3\. Projection pursuit generalized betas
================================

Generalized betas are obtained as the projection pursuit weights using the 
co-moment analysis projection index (CAPI) \[2\]. 

In [None]:
from ppdire import capi 
est = ppdire(projection_index = capi, pi_arguments = {'max_degree' : 3,'projection_index': dicomo, 'scaling': False}, n_components=1, trimming=0,center_data=True,scale_data=True)
est.fit(X,y=y,ndir=200)
est.x_weights_

Note that these data aren't the greatest illustration. Evaluating CAPI projections, makes more sense if y is a market index, e.g. SPX. 

4\. Cross-validating through `scikit-learn` 
===========================================

The `ppdire` class is 100% compatible with `scikit-learn`, which allows, for instance, hyperparameter tuning through `GridSearchCV`. 
To try out, uncomment the line below and run. (this may take some time). 

In [None]:
# Uncomment to try out:

# from sklearn.model_selection import GridSearchCV
# rcr_cv = GridSearchCV(ppdire(projection_index=dicomo, 
#                                    pi_arguments = {'mode' : 'continuum'
#                                                    }, 
#                                    optimizer = 'grid',
#                                   optimizer_options = {'ndir':1000,'maxiter':1000}
#                                   ), 
#                             cv=10, 
#                             param_grid={"n_components": [1, 2, 3], 
#                                         "alpha": np.arange(.1,3,.3).tolist(),
#                                         "trimming": [0, .15]
#                                        }
#                            )

◇ ◇ ◇

EXERCISE A: Reproduce the ppdire passage word for word from "3\. Projection pursuit" to "index, e.g. SPX.".
EXERCISE B: According to the ppdire passage, which library is the `ppdire` class fully compatible with?
You will not need the data that come after the ppdire passage.

◇ ◇ ◇

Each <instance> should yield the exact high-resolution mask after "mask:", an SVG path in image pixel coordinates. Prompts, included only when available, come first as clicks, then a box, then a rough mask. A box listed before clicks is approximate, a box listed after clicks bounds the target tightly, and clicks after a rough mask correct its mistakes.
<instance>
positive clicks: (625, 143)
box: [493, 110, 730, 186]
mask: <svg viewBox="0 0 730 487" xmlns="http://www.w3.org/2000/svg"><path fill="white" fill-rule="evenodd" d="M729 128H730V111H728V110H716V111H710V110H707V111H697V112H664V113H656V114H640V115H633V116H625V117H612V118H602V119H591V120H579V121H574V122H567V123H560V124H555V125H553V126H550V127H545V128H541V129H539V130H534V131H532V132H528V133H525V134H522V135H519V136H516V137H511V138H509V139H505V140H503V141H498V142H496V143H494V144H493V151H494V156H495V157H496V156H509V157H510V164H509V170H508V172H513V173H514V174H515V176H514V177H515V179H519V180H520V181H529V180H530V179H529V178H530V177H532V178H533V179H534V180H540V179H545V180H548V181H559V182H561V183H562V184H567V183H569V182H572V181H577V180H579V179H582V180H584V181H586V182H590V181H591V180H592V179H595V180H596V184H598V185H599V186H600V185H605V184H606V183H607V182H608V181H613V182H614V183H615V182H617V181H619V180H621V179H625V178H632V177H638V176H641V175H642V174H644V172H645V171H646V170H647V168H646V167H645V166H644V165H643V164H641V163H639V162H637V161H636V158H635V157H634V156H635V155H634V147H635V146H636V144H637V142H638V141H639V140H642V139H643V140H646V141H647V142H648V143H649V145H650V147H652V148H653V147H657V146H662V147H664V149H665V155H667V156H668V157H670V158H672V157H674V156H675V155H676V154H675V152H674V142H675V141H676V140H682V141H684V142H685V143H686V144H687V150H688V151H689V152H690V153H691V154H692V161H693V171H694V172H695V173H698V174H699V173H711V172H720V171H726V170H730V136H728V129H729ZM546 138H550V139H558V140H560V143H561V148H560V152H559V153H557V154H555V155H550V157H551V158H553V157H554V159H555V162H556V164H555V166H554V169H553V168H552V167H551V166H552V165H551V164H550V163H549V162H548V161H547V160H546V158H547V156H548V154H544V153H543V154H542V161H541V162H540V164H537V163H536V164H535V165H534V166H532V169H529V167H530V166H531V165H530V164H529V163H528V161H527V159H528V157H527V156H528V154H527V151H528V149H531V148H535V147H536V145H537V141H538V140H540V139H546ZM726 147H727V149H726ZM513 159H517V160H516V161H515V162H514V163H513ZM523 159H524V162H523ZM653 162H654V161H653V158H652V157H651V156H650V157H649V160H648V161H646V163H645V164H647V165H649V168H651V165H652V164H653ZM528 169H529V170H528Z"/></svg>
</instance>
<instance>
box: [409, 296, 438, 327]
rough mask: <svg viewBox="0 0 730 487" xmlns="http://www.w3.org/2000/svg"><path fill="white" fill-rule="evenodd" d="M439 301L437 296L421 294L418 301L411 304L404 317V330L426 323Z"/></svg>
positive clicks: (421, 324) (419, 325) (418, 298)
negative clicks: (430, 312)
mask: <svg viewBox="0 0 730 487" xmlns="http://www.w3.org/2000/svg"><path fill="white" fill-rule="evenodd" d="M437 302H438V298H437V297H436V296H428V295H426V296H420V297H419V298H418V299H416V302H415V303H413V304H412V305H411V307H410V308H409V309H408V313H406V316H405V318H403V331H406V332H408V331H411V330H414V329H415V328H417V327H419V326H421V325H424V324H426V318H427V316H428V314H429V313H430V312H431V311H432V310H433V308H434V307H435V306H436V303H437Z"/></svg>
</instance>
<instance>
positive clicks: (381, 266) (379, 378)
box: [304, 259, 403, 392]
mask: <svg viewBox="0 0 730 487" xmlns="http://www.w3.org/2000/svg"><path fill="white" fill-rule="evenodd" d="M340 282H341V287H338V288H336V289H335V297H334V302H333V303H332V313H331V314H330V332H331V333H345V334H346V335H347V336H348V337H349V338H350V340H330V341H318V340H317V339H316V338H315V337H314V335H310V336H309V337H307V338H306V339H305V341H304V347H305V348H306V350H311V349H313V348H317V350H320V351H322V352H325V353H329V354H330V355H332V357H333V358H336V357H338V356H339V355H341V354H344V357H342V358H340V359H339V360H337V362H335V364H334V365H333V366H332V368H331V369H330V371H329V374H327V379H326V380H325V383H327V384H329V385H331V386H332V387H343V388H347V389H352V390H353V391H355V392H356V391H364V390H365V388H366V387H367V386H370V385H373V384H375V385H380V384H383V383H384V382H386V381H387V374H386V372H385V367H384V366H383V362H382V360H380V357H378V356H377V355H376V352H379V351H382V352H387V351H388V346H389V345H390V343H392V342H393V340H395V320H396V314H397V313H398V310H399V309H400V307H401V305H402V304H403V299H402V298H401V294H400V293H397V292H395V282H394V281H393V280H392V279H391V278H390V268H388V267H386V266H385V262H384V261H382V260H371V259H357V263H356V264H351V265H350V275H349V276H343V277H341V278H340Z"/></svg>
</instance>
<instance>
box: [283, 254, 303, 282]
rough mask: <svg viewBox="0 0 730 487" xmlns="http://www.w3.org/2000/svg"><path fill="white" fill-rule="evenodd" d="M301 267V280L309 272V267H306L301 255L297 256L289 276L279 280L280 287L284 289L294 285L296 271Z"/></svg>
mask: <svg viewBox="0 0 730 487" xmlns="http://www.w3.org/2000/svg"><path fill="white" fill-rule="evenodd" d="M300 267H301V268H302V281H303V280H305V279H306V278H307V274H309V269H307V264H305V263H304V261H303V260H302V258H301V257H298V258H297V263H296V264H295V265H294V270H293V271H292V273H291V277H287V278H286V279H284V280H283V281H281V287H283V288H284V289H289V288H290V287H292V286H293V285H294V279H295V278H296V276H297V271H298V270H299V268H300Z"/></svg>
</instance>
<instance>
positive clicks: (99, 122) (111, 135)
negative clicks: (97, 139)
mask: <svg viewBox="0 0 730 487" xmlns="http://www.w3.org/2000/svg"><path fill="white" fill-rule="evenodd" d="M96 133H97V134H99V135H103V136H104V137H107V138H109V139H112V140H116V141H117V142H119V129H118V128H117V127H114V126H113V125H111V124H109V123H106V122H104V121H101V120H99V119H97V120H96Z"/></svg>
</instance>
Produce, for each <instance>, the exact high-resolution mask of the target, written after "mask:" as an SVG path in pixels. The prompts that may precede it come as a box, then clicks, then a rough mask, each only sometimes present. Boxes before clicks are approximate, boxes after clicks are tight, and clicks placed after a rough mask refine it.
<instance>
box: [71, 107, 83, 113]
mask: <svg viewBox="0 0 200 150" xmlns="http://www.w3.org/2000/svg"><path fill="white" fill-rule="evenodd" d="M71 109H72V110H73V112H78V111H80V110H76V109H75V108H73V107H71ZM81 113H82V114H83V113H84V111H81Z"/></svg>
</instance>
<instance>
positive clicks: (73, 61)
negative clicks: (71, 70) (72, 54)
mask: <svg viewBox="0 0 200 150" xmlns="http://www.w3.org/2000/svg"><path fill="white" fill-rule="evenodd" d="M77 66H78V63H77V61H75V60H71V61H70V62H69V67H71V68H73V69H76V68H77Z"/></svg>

◇ ◇ ◇

EXERCISE ANSWER A:
3\. Projection pursuit generalized betas
================================

Generalized betas are obtained as the projection pursuit weights using the 
co-moment analysis projection index (CAPI) \[2\]. 

In [None]:
from ppdire import capi 
est = ppdire(projection_index = capi, pi_arguments = {'max_degree' : 3,'projection_index': dicomo, 'scaling': False}, n_components=1, trimming=0,center_data=True,scale_data=True)
est.fit(X,y=y,ndir=200)
est.x_weights_

Note that these data aren't the greatest illustration. Evaluating CAPI projections, makes more sense if y is a market index, e.g. SPX.

EXERCISE ANSWER B: `scikit-learn`